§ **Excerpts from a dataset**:
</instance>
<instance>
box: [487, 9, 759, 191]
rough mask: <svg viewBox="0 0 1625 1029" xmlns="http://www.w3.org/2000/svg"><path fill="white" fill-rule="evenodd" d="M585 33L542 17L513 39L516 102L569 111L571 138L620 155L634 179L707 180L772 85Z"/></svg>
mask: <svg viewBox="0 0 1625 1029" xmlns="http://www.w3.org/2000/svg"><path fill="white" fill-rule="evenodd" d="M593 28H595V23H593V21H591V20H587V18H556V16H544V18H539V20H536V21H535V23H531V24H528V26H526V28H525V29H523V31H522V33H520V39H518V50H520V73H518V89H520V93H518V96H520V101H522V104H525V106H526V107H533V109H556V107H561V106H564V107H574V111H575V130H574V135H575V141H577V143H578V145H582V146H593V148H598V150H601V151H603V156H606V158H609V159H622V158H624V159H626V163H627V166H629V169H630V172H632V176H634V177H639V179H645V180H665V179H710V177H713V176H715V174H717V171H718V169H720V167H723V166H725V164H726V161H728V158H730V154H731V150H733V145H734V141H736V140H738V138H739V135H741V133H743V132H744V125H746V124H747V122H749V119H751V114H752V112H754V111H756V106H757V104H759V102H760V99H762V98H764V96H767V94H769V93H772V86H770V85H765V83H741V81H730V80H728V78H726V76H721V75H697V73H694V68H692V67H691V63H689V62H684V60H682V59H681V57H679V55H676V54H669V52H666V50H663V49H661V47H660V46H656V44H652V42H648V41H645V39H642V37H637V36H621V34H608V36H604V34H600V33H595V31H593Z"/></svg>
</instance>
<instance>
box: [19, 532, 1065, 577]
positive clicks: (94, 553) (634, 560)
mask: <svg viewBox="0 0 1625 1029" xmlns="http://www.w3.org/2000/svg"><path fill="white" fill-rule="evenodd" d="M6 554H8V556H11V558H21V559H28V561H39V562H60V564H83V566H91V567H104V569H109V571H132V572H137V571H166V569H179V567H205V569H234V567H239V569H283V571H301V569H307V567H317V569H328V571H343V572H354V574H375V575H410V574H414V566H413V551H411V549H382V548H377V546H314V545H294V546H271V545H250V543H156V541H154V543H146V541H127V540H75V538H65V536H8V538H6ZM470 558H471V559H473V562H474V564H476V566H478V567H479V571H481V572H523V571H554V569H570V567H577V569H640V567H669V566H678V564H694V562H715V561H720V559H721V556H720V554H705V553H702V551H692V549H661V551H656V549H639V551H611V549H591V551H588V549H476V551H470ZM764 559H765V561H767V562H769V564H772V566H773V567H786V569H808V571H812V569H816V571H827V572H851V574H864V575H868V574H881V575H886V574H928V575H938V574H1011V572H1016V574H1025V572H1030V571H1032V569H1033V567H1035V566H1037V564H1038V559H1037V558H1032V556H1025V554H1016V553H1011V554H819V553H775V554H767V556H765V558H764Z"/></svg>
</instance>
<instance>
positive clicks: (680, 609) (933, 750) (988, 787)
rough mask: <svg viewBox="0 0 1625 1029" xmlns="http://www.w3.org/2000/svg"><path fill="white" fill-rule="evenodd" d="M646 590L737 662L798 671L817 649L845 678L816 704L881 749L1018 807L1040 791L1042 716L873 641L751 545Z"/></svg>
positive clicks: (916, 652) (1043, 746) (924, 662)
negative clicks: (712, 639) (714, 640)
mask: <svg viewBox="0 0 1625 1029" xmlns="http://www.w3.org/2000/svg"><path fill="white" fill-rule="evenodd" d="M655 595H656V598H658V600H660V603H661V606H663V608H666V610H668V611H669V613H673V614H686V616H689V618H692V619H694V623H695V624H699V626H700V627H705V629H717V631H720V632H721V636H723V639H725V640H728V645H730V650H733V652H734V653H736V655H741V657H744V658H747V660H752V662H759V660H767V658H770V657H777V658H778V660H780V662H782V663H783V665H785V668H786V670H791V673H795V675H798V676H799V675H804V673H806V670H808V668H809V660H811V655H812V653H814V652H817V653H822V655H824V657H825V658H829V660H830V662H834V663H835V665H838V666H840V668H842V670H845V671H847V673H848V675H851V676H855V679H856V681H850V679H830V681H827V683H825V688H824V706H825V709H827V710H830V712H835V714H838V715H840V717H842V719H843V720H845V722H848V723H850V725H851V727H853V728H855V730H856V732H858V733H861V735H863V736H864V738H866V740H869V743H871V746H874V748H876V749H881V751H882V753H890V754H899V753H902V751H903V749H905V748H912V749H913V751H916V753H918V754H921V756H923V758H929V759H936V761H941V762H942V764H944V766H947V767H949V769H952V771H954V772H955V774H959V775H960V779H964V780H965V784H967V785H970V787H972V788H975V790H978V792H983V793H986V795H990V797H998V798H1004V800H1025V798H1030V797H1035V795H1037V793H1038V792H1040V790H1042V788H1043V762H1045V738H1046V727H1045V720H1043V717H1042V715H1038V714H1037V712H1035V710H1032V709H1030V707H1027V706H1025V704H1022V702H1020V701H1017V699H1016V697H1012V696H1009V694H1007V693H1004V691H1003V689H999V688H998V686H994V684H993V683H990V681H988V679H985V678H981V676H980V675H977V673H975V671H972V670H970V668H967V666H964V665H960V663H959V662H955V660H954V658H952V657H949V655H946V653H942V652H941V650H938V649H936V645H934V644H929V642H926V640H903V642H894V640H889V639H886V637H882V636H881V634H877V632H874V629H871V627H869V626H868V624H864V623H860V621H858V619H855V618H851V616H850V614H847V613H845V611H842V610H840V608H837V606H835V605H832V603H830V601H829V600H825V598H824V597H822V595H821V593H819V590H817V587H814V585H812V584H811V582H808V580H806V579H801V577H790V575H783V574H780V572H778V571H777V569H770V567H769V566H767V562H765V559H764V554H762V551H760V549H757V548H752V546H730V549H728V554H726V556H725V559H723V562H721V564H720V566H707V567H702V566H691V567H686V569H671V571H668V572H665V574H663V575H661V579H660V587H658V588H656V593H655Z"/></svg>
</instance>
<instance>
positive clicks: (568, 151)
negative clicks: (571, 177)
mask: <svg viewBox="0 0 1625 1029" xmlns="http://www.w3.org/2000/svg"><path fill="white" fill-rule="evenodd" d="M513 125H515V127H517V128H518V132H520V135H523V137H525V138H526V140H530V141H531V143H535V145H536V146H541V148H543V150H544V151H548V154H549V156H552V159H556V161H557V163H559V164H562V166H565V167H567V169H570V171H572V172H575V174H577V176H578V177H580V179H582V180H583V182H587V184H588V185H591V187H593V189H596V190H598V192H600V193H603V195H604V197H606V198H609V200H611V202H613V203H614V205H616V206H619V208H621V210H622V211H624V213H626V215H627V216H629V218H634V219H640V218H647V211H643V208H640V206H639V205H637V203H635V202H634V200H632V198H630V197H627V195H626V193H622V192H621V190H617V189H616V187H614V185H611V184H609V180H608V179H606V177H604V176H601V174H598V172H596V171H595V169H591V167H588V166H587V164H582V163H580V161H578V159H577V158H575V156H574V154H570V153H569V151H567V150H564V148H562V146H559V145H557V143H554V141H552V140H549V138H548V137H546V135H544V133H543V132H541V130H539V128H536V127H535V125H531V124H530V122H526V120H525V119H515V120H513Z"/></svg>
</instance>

§ **WHAT IS BEING ASKED**:
Word for word, write out the entries above again.

§ **YOUR RESPONSE**:
</instance>
<instance>
box: [487, 9, 759, 191]
rough mask: <svg viewBox="0 0 1625 1029" xmlns="http://www.w3.org/2000/svg"><path fill="white" fill-rule="evenodd" d="M585 33L542 17L513 39L516 102L569 111L571 138L620 155L634 179L707 180L772 85Z"/></svg>
mask: <svg viewBox="0 0 1625 1029" xmlns="http://www.w3.org/2000/svg"><path fill="white" fill-rule="evenodd" d="M593 28H595V23H593V21H591V20H587V18H556V16H544V18H539V20H536V21H535V23H531V24H528V26H526V28H525V29H523V31H522V33H520V39H518V50H520V73H518V89H520V93H518V96H520V101H522V104H525V106H526V107H533V109H556V107H561V106H564V107H574V111H575V130H574V135H575V141H577V143H578V145H582V146H593V148H598V150H601V151H603V156H606V158H609V159H622V158H624V159H626V163H627V166H629V169H630V172H632V176H634V177H639V179H645V180H665V179H710V177H713V176H715V174H717V171H718V169H720V167H723V166H725V164H726V161H728V158H730V154H731V150H733V145H734V141H736V140H738V138H739V135H741V133H743V132H744V125H746V124H747V122H749V119H751V114H752V112H754V111H756V106H757V104H759V102H760V99H762V98H764V96H767V94H769V93H772V86H770V85H765V83H741V81H730V80H728V78H726V76H721V75H697V73H694V68H692V67H691V63H689V62H684V60H682V59H681V57H679V55H676V54H669V52H666V50H663V49H661V47H660V46H656V44H652V42H648V41H645V39H642V37H637V36H621V34H608V36H604V34H600V33H595V31H593Z"/></svg>
</instance>
<instance>
box: [19, 532, 1065, 577]
positive clicks: (94, 553) (634, 560)
mask: <svg viewBox="0 0 1625 1029" xmlns="http://www.w3.org/2000/svg"><path fill="white" fill-rule="evenodd" d="M6 554H8V556H11V558H21V559H28V561H39V562H60V564H83V566H91V567H104V569H109V571H132V572H137V571H166V569H179V567H205V569H234V567H239V569H283V571H301V569H307V567H317V569H328V571H343V572H354V574H375V575H410V574H414V566H413V551H411V549H382V548H377V546H314V545H294V546H271V545H250V543H156V541H154V543H146V541H127V540H75V538H65V536H8V538H6ZM470 558H471V559H473V562H474V564H476V566H478V567H479V571H481V572H523V571H554V569H570V567H577V569H640V567H669V566H678V564H694V562H715V561H720V559H721V556H720V554H705V553H702V551H692V549H661V551H656V549H639V551H611V549H591V551H588V549H476V551H470ZM764 559H765V561H767V562H769V564H772V566H773V567H786V569H808V571H812V569H816V571H827V572H851V574H864V575H868V574H881V575H886V574H928V575H938V574H1011V572H1016V574H1025V572H1030V571H1032V569H1033V567H1035V566H1037V564H1038V559H1037V558H1032V556H1025V554H1016V553H1011V554H819V553H775V554H767V556H765V558H764Z"/></svg>
</instance>
<instance>
positive clicks: (680, 609) (933, 750) (988, 787)
rough mask: <svg viewBox="0 0 1625 1029" xmlns="http://www.w3.org/2000/svg"><path fill="white" fill-rule="evenodd" d="M646 590L737 662L798 671L817 649L845 678L816 704L881 749L1018 807L1040 791L1042 716L873 641L751 545Z"/></svg>
positive clicks: (916, 652) (1043, 746) (924, 662)
negative clicks: (712, 639) (714, 640)
mask: <svg viewBox="0 0 1625 1029" xmlns="http://www.w3.org/2000/svg"><path fill="white" fill-rule="evenodd" d="M655 595H656V598H658V600H660V603H661V606H663V608H666V610H668V611H669V613H673V614H686V616H689V618H692V619H694V623H695V624H699V626H700V627H705V629H717V631H720V632H721V636H723V639H725V640H728V645H730V650H733V652H734V653H736V655H741V657H744V658H747V660H752V662H759V660H767V658H770V657H777V658H778V660H780V662H782V663H783V665H785V668H786V670H791V673H795V675H798V676H799V675H804V673H806V670H808V668H809V660H811V655H812V653H814V652H817V653H822V655H824V657H825V658H829V660H830V662H834V663H835V665H838V666H840V668H842V670H845V671H847V673H848V675H851V676H855V679H856V681H850V679H830V681H827V683H825V688H824V706H825V709H827V710H830V712H835V714H838V715H840V717H842V719H843V720H845V722H848V723H850V725H851V727H853V728H855V730H856V732H858V733H861V735H863V736H864V738H866V740H869V743H871V746H874V748H876V749H881V751H882V753H890V754H899V753H902V751H903V749H905V748H912V749H913V751H916V753H918V754H921V756H923V758H929V759H936V761H941V762H942V764H944V766H947V767H949V769H952V771H954V772H955V774H959V775H960V779H964V780H965V784H967V785H970V787H972V788H975V790H978V792H983V793H986V795H990V797H998V798H1004V800H1025V798H1030V797H1035V795H1037V793H1038V792H1040V790H1042V788H1043V762H1045V738H1046V727H1045V720H1043V717H1042V715H1038V714H1037V712H1035V710H1032V709H1030V707H1027V706H1025V704H1022V702H1020V701H1017V699H1016V697H1012V696H1009V694H1007V693H1004V691H1003V689H999V688H998V686H994V684H993V683H990V681H988V679H985V678H981V676H980V675H977V673H975V671H972V670H970V668H967V666H964V665H960V663H959V662H955V660H954V658H952V657H949V655H946V653H942V652H941V650H938V649H936V645H934V644H929V642H926V640H903V642H894V640H889V639H886V637H882V636H881V634H877V632H874V629H871V627H869V626H868V624H864V623H860V621H858V619H855V618H851V616H850V614H847V613H845V611H842V610H840V608H837V606H835V605H832V603H830V601H829V600H825V598H824V597H822V595H821V593H819V590H817V587H814V585H812V584H811V582H808V580H806V579H801V577H790V575H783V574H780V572H778V571H777V569H770V567H769V566H767V562H765V559H764V554H762V551H760V549H757V548H752V546H730V549H728V554H726V556H725V559H723V562H721V564H720V566H707V567H702V566H691V567H686V569H671V571H668V572H665V574H663V575H661V579H660V587H658V588H656V593H655Z"/></svg>
</instance>
<instance>
positive clicks: (568, 151)
negative clicks: (571, 177)
mask: <svg viewBox="0 0 1625 1029" xmlns="http://www.w3.org/2000/svg"><path fill="white" fill-rule="evenodd" d="M513 125H515V127H517V128H518V132H520V135H523V137H525V138H526V140H530V141H531V143H535V145H536V146H541V148H543V150H544V151H548V154H549V156H552V159H556V161H557V163H559V164H562V166H565V167H567V169H570V171H572V172H575V174H577V176H578V177H580V179H582V180H583V182H587V184H588V185H591V187H593V189H596V190H598V192H600V193H603V195H604V197H606V198H609V200H611V202H613V203H614V205H616V206H619V208H621V210H622V211H624V213H626V215H627V216H629V218H634V219H640V218H647V211H643V208H640V206H639V205H637V203H635V202H634V200H632V198H630V197H627V195H626V193H622V192H621V190H617V189H616V187H614V185H611V184H609V180H608V179H606V177H604V176H601V174H598V172H596V171H595V169H591V167H588V166H587V164H582V163H580V161H578V159H577V158H575V156H574V154H570V153H569V151H567V150H564V148H562V146H559V145H557V143H554V141H552V140H549V138H548V137H546V135H544V133H543V132H541V130H539V128H536V127H535V125H531V124H530V122H526V120H525V119H515V120H513Z"/></svg>
</instance>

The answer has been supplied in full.